Set down every entry again word for word, please, but skip the pictures.

Exercise material –
+ + + + +

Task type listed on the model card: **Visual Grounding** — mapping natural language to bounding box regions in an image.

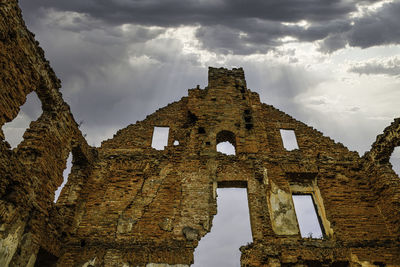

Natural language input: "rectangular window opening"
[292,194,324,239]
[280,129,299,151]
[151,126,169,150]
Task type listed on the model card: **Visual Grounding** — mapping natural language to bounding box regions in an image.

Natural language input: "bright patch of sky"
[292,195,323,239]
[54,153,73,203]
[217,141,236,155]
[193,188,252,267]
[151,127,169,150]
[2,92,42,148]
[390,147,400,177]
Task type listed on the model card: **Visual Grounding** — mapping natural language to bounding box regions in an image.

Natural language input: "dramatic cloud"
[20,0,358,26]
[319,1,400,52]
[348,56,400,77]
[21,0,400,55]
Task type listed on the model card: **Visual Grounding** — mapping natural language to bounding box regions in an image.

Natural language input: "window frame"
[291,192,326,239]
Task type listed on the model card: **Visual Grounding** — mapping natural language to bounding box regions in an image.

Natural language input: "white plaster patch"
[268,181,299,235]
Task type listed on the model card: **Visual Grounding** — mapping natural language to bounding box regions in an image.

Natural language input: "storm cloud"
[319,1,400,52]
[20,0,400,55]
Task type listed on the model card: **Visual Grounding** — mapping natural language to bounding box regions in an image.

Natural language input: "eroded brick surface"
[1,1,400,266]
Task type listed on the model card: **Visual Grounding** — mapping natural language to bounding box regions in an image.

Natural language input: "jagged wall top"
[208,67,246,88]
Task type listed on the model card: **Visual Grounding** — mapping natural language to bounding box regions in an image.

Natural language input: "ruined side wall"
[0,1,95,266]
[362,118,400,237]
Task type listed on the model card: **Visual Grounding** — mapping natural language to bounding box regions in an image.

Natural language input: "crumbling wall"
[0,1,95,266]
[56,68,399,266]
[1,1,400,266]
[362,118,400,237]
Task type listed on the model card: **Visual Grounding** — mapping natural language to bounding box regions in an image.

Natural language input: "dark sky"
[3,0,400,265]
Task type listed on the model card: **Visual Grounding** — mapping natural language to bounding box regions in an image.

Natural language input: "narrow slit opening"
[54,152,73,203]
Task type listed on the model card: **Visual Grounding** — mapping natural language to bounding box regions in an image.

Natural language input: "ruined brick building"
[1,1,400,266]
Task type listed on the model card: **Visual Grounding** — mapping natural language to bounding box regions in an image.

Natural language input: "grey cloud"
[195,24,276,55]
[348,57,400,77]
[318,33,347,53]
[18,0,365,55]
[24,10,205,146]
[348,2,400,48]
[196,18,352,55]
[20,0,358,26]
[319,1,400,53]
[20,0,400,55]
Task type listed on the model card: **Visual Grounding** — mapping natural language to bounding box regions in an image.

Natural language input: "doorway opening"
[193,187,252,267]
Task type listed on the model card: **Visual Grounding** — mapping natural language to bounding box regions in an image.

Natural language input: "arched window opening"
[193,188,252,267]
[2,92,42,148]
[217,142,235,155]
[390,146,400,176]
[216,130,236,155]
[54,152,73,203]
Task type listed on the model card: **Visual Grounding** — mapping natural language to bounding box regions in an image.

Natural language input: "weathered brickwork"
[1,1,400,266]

+ + + + +

Response for this exercise –
Task type listed on the model card: **Visual Grounding** — mapping natural language to bounding box regions in an image.


Natural language input: "rectangular window opening"
[292,194,324,239]
[280,129,299,151]
[151,126,169,150]
Task type listed on the model card: **Visual Grounding** — mapping natural language to bounding box regions in an image.

Natural language input: "bright patch of sky"
[292,195,323,239]
[54,153,73,203]
[217,141,236,155]
[193,188,252,267]
[151,127,169,150]
[2,92,42,148]
[390,147,400,177]
Task type listed on the model card: **Visual Grounding** — mapping natural language to bounding box regions in an image.

Natural language input: "dramatic cloud"
[20,0,358,26]
[319,1,400,52]
[348,56,400,77]
[21,0,400,55]
Task type listed on the model card: **Visual Grounding** — mapping natural language to bounding box regions in an image.

Natural language input: "window frame"
[291,192,326,239]
Task type listed on the model card: **Visual Grounding** — mapping natural language to bounding box regions in an image.

Natural language input: "white plaster patch"
[268,181,299,235]
Task type listed on the model card: **Visual Grounding** — mapping natural language to bounding box regions in an image.

Natural language input: "storm cloud"
[319,1,400,52]
[20,0,400,55]
Task type listed on the model card: **Visual Grounding** — mapping natural language to bounding box regions in an image.

Natural language input: "eroded brick surface"
[1,1,400,266]
Task type listed on the model card: **Visual Grounding** — mapping natural language to bounding box regions in an image.

Natural language input: "jagged wall top"
[208,67,246,88]
Task type listed on the model card: **Visual Grounding** — mapping natural language to bounding box regions in an image.

Natural language input: "ruined side wall"
[0,1,95,266]
[362,118,400,237]
Task type listed on the model card: **Visual Grounding** — mapping natural language to bounding box regions in an image.

Natural language input: "crumbling wall"
[0,1,95,266]
[56,68,399,266]
[1,1,400,266]
[362,118,400,237]
Task type listed on the model card: **Visual Grounding** — mapping natural language to bounding box regions in an image.

Natural language input: "dark sky"
[3,0,400,265]
Task type listed on the model card: **Visual Grounding** — mapping natural language to bounding box regions in an image.

Natural language input: "narrow slit opening"
[54,152,73,203]
Task type listed on the model card: **Visual Grounding** — mapping natural language to bounding box regions in an image.

Natural language input: "ruined brick building"
[1,1,400,266]
Task type listed on the model card: **Visual Grounding** — mapping natural language to bounding box regions in an image.

Natural language input: "grey cloud"
[195,24,276,55]
[348,57,400,77]
[318,33,347,53]
[18,0,365,55]
[24,10,205,146]
[348,2,400,48]
[196,18,352,55]
[20,0,358,26]
[319,1,400,53]
[20,0,400,55]
Task type listed on the model card: **Visual Grounding** — mapping natural language to bounding box regions in an image.

Natural language input: "doorway opening"
[193,187,252,267]
Task type listed on the model card: **Visual Grounding** — mapping natural language to bounding box regions in an image.

Natural language input: "arched window opening"
[193,188,252,267]
[2,92,42,148]
[217,142,235,155]
[390,146,400,176]
[216,130,236,155]
[54,152,73,203]
Task type listed on the model card: **Visual Grounding** — mapping natural language to bounding box regions in an image.

Natural language input: "weathered brickwork"
[1,1,400,266]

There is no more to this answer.